INSTRUCTIONS FOR THE TASK:
Convert the lines of the records below into a numbered list, starting at the line containing "Where can the white saucer" and ending at the line containing "column 24, row 853", with both of those lines included and blank lines omitted.

SUPPLIED MATERIAL:
##############################
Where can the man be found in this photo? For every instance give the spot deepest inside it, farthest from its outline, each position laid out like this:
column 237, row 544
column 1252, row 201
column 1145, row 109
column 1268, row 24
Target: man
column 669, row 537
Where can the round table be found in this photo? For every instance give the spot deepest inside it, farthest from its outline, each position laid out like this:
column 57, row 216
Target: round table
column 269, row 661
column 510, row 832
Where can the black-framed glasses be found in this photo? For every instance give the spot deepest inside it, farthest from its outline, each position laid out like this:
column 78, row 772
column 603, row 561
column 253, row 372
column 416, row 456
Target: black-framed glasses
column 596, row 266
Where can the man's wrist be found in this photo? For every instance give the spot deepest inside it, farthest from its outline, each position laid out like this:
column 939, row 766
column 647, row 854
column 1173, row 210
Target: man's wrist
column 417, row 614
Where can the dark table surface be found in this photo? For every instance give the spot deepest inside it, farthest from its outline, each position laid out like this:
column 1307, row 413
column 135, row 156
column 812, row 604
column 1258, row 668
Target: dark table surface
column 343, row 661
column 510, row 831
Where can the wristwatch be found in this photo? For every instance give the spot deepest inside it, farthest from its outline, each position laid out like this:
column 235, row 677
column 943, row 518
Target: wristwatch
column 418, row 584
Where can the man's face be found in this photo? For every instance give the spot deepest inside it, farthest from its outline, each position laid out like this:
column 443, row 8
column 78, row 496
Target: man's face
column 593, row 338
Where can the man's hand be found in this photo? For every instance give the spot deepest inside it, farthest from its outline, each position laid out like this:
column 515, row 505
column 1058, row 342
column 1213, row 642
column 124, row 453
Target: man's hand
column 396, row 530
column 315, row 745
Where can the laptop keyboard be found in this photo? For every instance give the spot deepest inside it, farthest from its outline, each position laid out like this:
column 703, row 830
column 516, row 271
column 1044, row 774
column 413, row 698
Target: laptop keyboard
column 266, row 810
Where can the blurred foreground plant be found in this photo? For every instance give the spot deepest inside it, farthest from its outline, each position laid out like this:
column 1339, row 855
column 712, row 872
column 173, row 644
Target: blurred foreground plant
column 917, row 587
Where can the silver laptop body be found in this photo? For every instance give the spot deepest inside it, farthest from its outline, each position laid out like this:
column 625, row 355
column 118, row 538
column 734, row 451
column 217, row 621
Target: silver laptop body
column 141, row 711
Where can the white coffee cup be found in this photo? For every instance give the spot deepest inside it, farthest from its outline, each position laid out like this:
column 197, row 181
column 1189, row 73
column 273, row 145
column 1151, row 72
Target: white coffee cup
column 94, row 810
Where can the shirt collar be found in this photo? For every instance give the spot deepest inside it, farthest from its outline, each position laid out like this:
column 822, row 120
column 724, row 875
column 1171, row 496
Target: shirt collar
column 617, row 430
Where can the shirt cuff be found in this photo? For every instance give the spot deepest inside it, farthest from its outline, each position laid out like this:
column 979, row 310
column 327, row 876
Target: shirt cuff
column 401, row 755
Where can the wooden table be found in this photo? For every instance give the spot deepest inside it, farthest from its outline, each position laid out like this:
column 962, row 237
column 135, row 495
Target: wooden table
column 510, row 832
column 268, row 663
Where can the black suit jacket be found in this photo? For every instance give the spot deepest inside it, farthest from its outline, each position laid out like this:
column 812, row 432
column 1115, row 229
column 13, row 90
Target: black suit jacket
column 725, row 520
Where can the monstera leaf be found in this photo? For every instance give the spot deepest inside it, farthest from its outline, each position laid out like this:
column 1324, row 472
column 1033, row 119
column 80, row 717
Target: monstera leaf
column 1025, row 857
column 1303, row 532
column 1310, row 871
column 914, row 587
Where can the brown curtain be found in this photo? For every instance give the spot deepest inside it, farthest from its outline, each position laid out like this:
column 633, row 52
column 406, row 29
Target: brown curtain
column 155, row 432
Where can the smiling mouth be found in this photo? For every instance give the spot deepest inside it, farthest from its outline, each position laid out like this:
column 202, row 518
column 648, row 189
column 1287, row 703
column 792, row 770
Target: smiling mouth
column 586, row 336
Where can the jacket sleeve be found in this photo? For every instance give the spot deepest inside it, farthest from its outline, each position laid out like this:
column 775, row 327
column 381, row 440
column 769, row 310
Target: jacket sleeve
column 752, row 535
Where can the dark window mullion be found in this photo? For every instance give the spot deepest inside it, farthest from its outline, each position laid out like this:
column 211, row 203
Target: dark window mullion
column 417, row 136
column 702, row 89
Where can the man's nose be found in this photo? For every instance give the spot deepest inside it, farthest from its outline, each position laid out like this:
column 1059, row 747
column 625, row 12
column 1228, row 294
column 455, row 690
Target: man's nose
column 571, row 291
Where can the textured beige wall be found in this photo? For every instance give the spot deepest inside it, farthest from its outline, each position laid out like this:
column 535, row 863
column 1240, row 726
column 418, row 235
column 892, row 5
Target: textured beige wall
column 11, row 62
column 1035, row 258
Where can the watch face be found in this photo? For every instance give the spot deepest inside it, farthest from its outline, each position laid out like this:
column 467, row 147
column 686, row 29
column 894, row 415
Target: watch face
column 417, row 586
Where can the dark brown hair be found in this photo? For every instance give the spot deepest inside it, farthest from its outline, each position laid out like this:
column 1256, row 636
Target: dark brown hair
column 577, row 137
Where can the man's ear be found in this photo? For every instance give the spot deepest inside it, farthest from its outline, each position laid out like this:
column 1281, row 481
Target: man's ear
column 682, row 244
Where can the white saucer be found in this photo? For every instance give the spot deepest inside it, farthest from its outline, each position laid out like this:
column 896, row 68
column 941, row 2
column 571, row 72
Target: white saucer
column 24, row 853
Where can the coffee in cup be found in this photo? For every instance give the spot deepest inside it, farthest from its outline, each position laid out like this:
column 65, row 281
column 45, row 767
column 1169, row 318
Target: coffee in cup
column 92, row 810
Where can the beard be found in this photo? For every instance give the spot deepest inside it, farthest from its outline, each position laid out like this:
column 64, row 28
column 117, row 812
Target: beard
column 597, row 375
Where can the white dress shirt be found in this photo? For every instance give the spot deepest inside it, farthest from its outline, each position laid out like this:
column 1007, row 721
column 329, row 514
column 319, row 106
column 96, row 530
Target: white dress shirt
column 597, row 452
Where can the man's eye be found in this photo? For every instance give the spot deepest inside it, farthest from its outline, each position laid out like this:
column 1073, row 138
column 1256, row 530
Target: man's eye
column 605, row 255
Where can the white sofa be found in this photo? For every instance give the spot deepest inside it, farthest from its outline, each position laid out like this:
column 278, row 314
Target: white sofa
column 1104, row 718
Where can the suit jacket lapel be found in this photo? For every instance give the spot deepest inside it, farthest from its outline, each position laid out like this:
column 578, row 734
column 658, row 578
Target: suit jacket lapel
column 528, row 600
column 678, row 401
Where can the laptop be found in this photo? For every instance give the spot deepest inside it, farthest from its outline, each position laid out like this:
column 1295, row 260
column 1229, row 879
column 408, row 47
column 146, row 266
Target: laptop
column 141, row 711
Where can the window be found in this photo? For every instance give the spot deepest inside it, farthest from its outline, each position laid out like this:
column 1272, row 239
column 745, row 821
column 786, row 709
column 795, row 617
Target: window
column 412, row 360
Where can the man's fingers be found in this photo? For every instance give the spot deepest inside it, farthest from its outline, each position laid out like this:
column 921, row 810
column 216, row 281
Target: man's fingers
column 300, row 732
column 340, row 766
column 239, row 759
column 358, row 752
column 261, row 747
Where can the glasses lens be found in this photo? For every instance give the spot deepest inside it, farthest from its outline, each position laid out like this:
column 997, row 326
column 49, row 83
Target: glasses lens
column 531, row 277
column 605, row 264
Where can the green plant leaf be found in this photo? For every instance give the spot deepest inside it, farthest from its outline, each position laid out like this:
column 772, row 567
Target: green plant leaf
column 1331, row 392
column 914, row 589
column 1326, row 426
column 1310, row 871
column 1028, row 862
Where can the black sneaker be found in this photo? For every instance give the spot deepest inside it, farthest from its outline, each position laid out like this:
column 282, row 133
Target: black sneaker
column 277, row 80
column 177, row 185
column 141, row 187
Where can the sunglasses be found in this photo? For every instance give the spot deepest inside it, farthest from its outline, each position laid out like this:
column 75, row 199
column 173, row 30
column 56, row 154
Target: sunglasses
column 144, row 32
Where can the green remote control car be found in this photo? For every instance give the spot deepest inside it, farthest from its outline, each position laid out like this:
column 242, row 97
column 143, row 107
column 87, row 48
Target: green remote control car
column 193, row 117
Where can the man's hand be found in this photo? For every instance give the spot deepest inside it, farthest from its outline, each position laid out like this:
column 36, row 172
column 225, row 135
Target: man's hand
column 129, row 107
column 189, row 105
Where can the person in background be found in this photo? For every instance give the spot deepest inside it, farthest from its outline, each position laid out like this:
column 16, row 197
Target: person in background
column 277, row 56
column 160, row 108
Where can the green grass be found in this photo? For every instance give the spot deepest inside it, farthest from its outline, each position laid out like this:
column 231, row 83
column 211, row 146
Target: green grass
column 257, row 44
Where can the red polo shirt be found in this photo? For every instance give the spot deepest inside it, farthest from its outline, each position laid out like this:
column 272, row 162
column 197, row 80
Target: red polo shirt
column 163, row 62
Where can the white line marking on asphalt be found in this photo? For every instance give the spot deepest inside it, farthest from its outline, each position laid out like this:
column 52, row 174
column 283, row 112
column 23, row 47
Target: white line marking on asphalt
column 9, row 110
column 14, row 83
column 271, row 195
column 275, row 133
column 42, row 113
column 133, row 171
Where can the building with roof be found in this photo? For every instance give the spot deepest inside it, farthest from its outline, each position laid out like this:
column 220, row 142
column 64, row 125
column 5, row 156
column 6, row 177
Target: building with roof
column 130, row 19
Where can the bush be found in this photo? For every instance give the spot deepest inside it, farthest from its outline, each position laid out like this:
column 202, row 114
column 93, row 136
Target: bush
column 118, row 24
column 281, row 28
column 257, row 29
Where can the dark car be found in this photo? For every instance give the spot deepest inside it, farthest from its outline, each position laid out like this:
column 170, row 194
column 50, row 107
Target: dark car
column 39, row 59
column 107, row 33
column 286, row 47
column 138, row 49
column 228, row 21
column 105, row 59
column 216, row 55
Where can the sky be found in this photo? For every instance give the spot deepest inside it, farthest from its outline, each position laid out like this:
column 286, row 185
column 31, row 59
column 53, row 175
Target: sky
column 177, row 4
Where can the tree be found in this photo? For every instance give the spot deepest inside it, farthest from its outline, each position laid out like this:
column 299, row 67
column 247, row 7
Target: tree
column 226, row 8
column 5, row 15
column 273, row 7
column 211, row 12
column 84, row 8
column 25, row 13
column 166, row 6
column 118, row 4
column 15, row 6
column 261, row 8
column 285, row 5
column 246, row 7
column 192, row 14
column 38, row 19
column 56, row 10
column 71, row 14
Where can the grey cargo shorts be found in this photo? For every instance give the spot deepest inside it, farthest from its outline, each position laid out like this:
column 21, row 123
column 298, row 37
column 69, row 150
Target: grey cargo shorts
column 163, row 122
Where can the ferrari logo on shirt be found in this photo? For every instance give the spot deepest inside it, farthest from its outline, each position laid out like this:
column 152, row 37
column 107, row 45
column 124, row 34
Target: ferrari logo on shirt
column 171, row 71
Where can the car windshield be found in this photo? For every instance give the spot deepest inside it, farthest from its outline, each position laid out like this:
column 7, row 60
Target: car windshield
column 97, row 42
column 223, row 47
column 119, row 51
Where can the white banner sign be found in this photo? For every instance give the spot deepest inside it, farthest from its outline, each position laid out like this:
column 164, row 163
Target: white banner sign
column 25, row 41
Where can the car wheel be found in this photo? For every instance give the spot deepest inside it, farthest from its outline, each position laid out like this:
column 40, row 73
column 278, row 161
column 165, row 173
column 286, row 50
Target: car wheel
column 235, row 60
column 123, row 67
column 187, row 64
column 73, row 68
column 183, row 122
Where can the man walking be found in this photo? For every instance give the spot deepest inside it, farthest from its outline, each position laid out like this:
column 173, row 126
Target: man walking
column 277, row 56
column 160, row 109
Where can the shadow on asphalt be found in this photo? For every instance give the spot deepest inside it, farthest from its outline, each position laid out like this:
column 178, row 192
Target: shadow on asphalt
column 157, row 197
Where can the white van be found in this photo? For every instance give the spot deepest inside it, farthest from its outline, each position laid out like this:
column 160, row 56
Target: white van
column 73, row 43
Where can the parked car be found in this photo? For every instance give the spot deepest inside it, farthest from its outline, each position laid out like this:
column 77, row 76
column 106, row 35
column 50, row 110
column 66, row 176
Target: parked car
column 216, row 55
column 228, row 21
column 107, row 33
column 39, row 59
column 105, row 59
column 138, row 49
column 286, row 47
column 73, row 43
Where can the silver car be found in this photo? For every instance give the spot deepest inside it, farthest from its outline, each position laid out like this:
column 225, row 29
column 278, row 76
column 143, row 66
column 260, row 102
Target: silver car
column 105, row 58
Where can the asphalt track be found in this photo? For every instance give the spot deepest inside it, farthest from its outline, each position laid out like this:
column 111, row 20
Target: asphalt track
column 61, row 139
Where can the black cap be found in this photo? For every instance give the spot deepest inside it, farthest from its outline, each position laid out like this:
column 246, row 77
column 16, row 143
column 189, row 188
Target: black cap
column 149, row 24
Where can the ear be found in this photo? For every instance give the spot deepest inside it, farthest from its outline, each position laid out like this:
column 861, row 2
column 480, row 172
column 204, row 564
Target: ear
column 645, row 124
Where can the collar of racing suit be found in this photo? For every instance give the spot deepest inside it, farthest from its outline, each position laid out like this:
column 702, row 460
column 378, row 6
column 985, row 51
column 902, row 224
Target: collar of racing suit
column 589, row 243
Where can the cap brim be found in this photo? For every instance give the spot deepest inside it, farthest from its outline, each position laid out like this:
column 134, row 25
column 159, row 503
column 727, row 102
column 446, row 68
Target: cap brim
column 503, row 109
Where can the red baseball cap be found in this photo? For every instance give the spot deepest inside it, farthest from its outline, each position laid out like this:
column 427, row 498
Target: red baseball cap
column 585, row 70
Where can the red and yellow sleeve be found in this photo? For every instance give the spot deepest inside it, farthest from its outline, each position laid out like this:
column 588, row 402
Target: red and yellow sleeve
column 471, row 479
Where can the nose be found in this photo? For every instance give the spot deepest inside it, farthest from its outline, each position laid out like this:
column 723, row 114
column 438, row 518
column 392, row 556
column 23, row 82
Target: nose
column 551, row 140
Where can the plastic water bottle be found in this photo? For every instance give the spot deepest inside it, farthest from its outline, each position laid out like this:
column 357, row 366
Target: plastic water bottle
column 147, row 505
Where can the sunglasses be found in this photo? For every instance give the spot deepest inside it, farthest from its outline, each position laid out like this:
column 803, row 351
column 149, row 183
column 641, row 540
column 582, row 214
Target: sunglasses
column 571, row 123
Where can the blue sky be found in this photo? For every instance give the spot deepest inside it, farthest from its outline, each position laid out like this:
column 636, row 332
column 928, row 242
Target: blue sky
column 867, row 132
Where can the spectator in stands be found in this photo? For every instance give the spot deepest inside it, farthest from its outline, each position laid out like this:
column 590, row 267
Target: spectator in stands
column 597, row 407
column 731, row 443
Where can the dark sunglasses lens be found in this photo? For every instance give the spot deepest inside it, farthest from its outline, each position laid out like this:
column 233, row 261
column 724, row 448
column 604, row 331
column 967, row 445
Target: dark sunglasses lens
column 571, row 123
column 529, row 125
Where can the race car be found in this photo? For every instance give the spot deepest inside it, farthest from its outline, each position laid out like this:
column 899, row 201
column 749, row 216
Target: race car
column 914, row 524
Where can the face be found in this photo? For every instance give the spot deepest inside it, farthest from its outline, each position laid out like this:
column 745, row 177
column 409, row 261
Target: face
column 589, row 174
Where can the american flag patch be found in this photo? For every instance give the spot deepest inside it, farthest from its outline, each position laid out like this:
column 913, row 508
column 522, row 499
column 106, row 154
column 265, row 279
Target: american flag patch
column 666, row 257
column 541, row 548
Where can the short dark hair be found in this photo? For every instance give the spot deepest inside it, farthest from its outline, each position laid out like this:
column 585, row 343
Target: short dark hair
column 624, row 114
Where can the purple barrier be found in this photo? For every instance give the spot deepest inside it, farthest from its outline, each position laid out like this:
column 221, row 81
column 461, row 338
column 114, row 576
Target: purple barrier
##############################
ANSWER TO THE EXERCISE:
1. Where can the white saucer be found in this photo? For every instance give the spot deepest inside it, farthest from its outline, each position laid out like this:
2. column 896, row 68
3. column 941, row 2
4. column 571, row 72
5. Target: white saucer
6. column 24, row 853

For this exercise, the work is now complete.